Task inputs.
• • •

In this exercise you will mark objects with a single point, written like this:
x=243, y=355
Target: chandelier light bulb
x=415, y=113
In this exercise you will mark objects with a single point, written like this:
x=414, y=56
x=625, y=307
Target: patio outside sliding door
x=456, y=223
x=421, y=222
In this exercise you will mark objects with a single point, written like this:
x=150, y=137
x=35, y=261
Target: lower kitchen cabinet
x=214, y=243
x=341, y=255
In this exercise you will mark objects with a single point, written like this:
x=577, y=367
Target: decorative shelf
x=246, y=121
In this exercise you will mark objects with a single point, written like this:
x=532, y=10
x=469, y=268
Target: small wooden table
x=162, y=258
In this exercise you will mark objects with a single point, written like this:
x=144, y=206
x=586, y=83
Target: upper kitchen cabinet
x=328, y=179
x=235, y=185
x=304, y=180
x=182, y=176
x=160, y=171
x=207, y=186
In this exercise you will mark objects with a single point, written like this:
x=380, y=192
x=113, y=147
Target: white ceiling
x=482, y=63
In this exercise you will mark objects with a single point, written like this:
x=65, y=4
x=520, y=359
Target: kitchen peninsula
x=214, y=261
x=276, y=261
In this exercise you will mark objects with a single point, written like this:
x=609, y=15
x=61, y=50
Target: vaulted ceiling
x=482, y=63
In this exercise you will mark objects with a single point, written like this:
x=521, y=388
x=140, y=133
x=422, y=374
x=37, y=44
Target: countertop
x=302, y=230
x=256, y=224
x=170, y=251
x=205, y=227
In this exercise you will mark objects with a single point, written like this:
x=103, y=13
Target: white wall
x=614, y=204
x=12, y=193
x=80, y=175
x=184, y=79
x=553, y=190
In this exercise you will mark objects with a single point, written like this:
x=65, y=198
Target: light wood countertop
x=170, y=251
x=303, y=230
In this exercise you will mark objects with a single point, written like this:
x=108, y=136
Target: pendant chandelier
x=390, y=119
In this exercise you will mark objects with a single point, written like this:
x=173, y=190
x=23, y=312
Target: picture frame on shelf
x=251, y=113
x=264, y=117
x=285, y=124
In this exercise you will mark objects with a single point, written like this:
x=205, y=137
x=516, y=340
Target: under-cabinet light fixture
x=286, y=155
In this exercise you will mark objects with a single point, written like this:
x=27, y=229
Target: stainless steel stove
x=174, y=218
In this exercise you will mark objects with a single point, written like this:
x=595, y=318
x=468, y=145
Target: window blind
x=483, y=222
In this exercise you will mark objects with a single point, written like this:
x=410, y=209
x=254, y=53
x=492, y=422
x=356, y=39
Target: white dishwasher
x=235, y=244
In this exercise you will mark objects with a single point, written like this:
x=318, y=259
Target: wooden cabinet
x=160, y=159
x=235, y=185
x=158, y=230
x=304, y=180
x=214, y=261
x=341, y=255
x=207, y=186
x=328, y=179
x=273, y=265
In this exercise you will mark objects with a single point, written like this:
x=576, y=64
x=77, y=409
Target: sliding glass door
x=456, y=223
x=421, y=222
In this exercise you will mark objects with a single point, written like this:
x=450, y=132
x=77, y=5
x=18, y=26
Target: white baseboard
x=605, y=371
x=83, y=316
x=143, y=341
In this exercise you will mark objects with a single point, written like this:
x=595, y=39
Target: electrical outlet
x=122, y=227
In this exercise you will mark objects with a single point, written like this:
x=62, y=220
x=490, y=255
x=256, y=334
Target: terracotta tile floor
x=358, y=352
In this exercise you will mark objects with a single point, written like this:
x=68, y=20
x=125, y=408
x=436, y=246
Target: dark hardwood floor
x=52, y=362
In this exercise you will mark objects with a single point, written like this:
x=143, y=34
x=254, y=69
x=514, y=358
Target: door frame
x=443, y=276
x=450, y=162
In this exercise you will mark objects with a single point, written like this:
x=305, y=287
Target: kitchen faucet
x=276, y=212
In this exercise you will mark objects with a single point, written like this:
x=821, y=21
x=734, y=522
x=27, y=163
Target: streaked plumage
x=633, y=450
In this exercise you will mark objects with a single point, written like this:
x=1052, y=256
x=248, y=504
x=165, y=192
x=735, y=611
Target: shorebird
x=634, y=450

• • •

Exercise description. Copy every one of the records above word for word, without changing anything.

Answer to the exercise.
In this exercise you will mark objects with a single point, written like this:
x=243, y=355
Target: chandelier light bulb
x=415, y=113
In this exercise you will mark objects with a single point, written like this:
x=414, y=56
x=625, y=307
Target: patio outside sliding door
x=456, y=223
x=421, y=222
In this exercise you will mark objects with a single point, written like this:
x=150, y=137
x=35, y=261
Target: lower kitchen cabinet
x=214, y=243
x=341, y=255
In this exercise you will mark objects with a single point, written like this:
x=577, y=367
Target: decorative shelf
x=246, y=121
In this exercise you will mark objects with a single point, written like this:
x=532, y=10
x=469, y=268
Target: small wooden table
x=162, y=258
In this exercise you will mark objects with a single point, written like this:
x=144, y=206
x=586, y=83
Target: upper kitchen cabinet
x=328, y=179
x=235, y=185
x=304, y=180
x=182, y=176
x=160, y=171
x=207, y=186
In this exercise you will mark objects with a single point, written like this:
x=380, y=192
x=113, y=147
Target: white ceiling
x=482, y=63
In this exercise you will mark objects with a single point, written like this:
x=65, y=4
x=520, y=359
Target: kitchen peninsula
x=214, y=261
x=276, y=261
In this exercise you will mark objects with a single point, written like this:
x=609, y=15
x=61, y=50
Target: vaulted ceiling
x=482, y=63
In this exercise you will mark objects with a single point, written like this:
x=521, y=388
x=140, y=133
x=422, y=374
x=37, y=44
Target: countertop
x=302, y=230
x=256, y=224
x=170, y=251
x=205, y=227
In this exercise you will mark objects with a single point, written like this:
x=103, y=13
Target: white wall
x=614, y=204
x=12, y=193
x=80, y=175
x=184, y=79
x=553, y=190
In this exercise you will mark objects with a single point, written like this:
x=65, y=198
Target: light wood countertop
x=170, y=251
x=303, y=230
In this exercise you will mark objects with a single point, written like this:
x=108, y=136
Target: pendant chandelier
x=390, y=119
In this exercise you will mark objects with a single point, written like this:
x=173, y=190
x=23, y=312
Target: picture frame on shelf
x=251, y=113
x=264, y=117
x=285, y=124
In this exercise you will mark objects with a single point, written like this:
x=205, y=137
x=516, y=340
Target: under-cabinet light fixture
x=286, y=155
In this exercise you will mark objects with a single point, written like this:
x=27, y=229
Target: stainless steel stove
x=174, y=218
In this exercise you will mark objects with a single point, written like this:
x=595, y=318
x=468, y=145
Target: window blind
x=483, y=222
In this exercise you will mark objects with a single point, written like this:
x=410, y=209
x=254, y=53
x=492, y=422
x=356, y=39
Target: white dishwasher
x=235, y=244
In this exercise you will mark objects with a single point, written like this:
x=318, y=259
Target: wooden cabinet
x=160, y=159
x=235, y=185
x=158, y=230
x=304, y=180
x=214, y=261
x=341, y=255
x=207, y=186
x=328, y=179
x=273, y=265
In this exercise you will mark objects with a single point, written like this:
x=576, y=64
x=77, y=409
Target: sliding glass door
x=456, y=223
x=421, y=222
In this exercise you will mark objects with a single point, written like this:
x=450, y=132
x=77, y=5
x=18, y=26
Target: white baseboard
x=605, y=371
x=83, y=316
x=143, y=341
In this exercise you will mark objects with a single point, written like this:
x=595, y=39
Target: electrical outlet
x=122, y=227
In this exercise you will mark objects with a single point, written like this:
x=62, y=220
x=490, y=255
x=256, y=334
Target: terracotta tile floor
x=358, y=352
In this exercise you will mark objects with a single point, written like this:
x=68, y=20
x=125, y=408
x=436, y=246
Target: dark hardwood floor
x=52, y=362
In this exercise you will mark objects with a single point, written like this:
x=143, y=34
x=254, y=69
x=514, y=358
Target: door frame
x=443, y=276
x=450, y=162
In this exercise you will mark objects with a single point, written like this:
x=305, y=287
Target: kitchen faucet
x=276, y=212
In this exercise you will mark objects with a single point, written like this:
x=821, y=21
x=734, y=522
x=27, y=163
Target: streaked plumage
x=633, y=450
In this exercise you will mark objects with a single point, written like this:
x=1052, y=256
x=248, y=504
x=165, y=192
x=735, y=611
Target: shorebird
x=634, y=450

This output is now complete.